DATA IN THIS EXERCISE:
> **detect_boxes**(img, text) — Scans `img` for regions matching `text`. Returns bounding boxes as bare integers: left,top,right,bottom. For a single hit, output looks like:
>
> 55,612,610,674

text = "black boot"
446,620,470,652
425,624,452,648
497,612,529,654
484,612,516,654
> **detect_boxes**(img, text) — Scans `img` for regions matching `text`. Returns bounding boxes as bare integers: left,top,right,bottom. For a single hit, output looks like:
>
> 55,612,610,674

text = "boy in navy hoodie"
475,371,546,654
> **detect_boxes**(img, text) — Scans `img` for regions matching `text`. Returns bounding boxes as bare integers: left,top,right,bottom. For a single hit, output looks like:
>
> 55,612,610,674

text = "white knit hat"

* * *

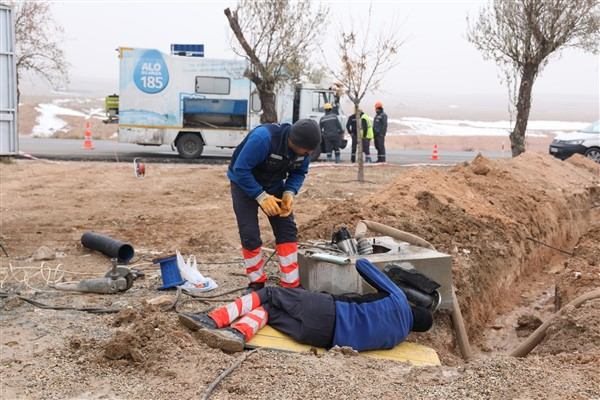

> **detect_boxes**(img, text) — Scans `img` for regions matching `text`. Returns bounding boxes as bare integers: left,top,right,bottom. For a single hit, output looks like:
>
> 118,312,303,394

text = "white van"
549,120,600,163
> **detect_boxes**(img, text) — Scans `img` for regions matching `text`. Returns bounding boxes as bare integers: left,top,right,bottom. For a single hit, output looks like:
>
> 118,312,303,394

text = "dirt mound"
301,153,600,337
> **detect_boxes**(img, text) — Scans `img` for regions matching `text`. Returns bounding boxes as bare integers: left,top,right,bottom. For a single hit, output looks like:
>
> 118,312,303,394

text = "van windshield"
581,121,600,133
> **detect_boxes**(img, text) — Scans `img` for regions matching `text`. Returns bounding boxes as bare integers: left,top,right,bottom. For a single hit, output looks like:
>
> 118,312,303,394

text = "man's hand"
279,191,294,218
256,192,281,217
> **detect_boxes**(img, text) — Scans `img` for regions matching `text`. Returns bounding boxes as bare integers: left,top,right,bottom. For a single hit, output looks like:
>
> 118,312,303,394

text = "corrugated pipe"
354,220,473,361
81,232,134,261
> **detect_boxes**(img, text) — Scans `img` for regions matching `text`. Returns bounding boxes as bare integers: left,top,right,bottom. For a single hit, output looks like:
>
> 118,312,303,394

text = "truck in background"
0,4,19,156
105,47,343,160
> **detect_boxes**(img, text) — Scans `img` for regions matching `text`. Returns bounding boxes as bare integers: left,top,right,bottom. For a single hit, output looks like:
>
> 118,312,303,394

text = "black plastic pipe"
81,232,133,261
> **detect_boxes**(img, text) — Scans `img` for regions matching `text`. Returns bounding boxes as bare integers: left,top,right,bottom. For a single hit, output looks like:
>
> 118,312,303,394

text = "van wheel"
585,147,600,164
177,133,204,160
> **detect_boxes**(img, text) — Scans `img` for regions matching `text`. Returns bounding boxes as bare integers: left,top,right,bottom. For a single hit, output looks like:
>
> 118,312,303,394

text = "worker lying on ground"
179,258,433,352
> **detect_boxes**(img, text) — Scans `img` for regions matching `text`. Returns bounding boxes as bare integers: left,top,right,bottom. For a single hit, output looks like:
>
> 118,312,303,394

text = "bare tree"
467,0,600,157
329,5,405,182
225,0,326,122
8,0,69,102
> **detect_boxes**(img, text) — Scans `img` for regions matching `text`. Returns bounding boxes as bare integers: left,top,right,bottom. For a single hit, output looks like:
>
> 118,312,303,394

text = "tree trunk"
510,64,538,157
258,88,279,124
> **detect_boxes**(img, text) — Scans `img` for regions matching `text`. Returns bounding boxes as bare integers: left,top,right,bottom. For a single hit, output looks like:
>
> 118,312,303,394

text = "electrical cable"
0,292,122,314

* * *

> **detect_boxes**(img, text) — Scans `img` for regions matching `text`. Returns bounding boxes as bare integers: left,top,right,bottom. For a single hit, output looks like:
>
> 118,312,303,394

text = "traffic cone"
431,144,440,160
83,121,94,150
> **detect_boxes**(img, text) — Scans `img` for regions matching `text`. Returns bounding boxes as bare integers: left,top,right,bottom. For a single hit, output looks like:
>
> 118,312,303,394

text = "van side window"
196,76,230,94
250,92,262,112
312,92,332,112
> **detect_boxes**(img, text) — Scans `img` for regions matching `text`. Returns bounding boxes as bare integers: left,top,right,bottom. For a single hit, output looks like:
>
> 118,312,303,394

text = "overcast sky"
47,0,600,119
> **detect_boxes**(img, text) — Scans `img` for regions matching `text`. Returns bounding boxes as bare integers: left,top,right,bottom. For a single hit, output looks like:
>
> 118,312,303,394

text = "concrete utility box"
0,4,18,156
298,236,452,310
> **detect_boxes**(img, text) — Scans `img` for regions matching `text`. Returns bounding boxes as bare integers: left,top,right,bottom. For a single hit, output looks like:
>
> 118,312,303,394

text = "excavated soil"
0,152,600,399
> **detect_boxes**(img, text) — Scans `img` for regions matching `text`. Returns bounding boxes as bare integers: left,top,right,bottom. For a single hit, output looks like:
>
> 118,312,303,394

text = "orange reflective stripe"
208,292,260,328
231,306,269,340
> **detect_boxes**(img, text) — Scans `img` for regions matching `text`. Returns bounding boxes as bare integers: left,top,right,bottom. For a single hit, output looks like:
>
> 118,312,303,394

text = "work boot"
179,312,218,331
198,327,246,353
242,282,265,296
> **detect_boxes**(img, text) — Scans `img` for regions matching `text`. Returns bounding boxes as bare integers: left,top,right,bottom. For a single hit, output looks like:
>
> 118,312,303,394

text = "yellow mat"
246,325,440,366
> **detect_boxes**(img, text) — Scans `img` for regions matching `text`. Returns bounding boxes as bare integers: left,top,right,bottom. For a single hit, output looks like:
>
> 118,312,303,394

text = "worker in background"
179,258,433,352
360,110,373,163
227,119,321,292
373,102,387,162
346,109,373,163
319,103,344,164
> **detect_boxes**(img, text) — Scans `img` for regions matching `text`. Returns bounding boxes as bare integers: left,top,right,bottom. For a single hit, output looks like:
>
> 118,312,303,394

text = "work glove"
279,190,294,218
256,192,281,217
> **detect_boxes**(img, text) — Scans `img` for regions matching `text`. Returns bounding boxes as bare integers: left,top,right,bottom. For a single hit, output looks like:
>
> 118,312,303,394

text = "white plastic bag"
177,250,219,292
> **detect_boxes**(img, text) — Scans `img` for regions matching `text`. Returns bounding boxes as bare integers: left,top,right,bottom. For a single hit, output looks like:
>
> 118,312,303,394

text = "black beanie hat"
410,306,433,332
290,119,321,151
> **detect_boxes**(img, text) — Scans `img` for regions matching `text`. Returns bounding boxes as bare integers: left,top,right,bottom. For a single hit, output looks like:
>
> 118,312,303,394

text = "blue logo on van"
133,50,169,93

GOAL OF THE EXERCISE:
Identify every line of the listing that contains the string "worker", and copy each of those lines.

EXERCISE SOLUTION:
text = "worker lying on ground"
text = "worker in background"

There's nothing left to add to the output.